:: Supplied records ::

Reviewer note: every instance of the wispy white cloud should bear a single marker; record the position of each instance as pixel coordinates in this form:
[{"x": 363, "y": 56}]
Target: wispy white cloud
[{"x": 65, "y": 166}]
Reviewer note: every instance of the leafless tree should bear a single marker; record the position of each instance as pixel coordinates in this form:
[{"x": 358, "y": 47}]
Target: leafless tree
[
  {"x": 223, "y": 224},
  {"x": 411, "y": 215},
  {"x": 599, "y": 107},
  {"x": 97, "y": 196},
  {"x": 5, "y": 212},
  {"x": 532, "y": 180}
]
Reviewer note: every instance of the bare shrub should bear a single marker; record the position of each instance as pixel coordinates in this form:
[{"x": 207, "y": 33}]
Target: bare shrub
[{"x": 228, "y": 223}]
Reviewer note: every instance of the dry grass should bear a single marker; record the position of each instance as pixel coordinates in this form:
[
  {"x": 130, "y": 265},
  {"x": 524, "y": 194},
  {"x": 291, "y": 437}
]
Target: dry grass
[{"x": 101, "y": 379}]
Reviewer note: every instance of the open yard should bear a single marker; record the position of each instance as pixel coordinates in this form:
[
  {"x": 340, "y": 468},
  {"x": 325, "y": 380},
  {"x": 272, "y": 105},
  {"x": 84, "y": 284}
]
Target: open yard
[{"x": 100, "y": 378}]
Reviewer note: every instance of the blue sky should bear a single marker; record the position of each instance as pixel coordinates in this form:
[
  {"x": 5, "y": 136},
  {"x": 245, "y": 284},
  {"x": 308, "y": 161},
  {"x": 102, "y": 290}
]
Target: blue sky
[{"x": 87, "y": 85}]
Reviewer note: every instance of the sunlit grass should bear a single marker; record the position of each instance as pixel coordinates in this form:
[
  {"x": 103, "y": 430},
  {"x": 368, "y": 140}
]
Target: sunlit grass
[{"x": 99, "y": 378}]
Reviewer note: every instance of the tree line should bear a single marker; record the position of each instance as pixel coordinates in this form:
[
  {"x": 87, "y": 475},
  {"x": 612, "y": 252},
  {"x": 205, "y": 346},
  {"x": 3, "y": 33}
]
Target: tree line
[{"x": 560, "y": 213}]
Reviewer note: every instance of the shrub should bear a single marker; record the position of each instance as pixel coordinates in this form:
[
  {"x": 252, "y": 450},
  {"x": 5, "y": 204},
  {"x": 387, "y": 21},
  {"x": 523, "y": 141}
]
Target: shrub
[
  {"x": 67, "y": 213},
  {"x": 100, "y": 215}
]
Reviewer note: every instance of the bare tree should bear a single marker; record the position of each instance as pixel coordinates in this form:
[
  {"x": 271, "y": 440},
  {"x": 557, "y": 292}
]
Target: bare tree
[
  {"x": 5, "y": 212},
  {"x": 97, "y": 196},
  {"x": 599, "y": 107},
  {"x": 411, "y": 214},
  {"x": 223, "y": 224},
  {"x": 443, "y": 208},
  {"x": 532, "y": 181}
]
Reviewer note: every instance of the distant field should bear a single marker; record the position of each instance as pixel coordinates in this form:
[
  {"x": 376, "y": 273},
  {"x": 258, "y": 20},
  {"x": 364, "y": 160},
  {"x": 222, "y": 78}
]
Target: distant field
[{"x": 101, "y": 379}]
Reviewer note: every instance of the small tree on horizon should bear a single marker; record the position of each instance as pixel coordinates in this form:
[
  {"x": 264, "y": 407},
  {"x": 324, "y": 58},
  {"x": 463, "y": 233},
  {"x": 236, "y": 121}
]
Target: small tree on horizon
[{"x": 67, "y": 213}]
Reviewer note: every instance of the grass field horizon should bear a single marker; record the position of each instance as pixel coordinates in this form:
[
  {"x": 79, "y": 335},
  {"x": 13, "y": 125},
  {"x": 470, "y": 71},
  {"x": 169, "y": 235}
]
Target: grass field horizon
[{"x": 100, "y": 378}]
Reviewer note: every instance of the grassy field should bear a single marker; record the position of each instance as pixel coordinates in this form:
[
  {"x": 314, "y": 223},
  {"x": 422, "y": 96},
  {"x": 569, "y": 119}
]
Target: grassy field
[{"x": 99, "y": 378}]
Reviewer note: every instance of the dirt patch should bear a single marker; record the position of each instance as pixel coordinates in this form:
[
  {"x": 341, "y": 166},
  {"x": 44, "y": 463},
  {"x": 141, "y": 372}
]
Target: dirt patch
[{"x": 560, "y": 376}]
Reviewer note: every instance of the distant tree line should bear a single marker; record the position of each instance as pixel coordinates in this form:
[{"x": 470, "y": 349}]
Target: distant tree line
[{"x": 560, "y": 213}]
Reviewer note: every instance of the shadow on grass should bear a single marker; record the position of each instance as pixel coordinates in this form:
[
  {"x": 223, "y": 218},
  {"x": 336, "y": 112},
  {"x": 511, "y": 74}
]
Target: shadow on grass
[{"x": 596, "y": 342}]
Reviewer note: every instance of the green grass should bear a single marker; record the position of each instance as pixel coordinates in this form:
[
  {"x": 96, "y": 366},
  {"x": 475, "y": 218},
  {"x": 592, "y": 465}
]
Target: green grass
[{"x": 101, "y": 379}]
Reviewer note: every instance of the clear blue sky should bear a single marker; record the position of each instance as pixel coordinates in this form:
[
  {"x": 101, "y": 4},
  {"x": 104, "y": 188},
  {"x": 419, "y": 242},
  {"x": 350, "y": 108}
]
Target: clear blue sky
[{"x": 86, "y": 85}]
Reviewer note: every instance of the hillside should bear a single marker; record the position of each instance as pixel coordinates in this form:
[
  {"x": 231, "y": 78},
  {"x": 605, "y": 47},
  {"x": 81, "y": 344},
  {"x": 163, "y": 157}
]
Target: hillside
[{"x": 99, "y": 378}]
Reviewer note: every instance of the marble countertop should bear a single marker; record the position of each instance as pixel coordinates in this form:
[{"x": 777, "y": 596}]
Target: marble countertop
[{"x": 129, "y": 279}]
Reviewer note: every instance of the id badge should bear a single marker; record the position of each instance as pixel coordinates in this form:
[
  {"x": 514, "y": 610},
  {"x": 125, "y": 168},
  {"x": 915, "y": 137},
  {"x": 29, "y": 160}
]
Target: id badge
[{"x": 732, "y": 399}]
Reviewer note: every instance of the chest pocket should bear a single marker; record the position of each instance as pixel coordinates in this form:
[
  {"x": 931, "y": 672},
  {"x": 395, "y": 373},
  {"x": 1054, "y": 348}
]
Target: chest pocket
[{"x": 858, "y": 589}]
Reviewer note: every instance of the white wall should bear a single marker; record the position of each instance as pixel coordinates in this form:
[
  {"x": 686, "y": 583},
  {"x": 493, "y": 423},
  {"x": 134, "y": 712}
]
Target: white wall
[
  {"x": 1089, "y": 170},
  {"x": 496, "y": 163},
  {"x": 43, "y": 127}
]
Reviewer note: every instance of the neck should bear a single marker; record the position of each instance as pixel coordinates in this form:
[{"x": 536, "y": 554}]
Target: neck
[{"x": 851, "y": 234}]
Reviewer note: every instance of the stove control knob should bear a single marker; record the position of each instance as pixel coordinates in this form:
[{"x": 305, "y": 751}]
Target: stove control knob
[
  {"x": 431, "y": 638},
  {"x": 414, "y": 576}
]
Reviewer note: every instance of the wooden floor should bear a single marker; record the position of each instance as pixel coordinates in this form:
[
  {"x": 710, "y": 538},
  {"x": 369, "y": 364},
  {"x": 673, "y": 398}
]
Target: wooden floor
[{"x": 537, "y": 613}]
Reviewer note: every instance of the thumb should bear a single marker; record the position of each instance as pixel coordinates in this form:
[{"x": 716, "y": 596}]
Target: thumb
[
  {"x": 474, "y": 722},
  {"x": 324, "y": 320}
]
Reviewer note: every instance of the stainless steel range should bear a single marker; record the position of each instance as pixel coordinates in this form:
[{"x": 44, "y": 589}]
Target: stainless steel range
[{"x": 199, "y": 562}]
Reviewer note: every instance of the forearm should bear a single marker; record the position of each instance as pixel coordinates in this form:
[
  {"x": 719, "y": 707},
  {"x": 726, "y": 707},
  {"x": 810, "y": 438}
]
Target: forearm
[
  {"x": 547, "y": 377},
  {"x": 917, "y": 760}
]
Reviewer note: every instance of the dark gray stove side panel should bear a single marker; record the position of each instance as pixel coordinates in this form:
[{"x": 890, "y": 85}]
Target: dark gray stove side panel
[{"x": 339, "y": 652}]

:::

Transcribe only the trailing portion of the entries above: the line that contains "Reviewer note: every instance of the stove" and each line after it.

• [Task solution]
Reviewer note: every instance of the stove control knob should bear a single marker; record the position of each instance as pixel coordinates in this form:
[{"x": 305, "y": 751}]
Target: stove control knob
[
  {"x": 431, "y": 638},
  {"x": 414, "y": 576}
]
Reviewer note: every instance of the wooden floor should bear a single marker; record the position of each instance as pixel coordinates in this form:
[
  {"x": 710, "y": 538},
  {"x": 369, "y": 364},
  {"x": 673, "y": 398}
]
Target: wooden floor
[{"x": 537, "y": 613}]
Reviewer note: every instance of the thumb should bear a single marker; record the position of each instance as pixel coordinates in this form:
[{"x": 716, "y": 596}]
Target: thumb
[
  {"x": 474, "y": 722},
  {"x": 324, "y": 320}
]
Reviewer note: every instance of the stainless steel range should bear a single marker; record the position of each instance as pixel coordinates in this form:
[{"x": 44, "y": 589}]
Target: stainless steel range
[{"x": 199, "y": 562}]
Reviewer note: every instance of the forearm should bear a single marker; record the position of each instance as pixel coordinates in this form:
[
  {"x": 719, "y": 707},
  {"x": 726, "y": 707},
  {"x": 810, "y": 438}
]
Target: forearm
[
  {"x": 547, "y": 377},
  {"x": 917, "y": 760}
]
Reviewer note: every instance of the dark gray stove side panel should bear a single marker; record the position of each instance as pixel coordinates in this form:
[{"x": 890, "y": 85}]
Target: dark gray stove side panel
[{"x": 339, "y": 652}]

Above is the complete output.